** What the exercise asks **
Your answer should be the lines of the data below that contain "Target".

[[ Dataset extract, beginning ]]

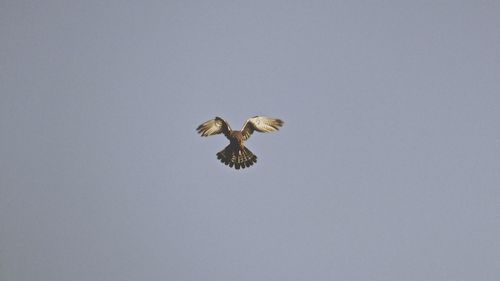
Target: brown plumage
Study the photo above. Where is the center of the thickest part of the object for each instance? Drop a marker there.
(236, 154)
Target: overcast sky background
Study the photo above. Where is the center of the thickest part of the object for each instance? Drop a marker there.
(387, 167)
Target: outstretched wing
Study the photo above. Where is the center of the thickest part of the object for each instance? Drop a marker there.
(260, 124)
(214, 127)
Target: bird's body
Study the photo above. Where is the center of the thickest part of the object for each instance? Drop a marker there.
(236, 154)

[[ Dataset extract, end ]]
[[ Dataset extract, beginning ]]

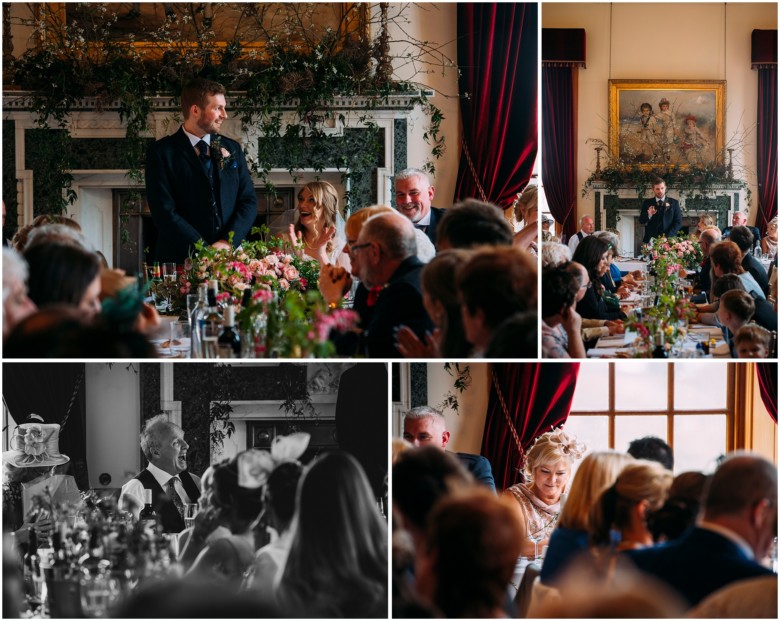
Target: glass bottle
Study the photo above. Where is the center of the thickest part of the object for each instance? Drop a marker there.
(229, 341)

[[ Dataset extract, end ]]

** Task response **
Target: brown plumage
Target: overcast sky background
Target: outstretched wing
Target: bird's body
Target: glass bottle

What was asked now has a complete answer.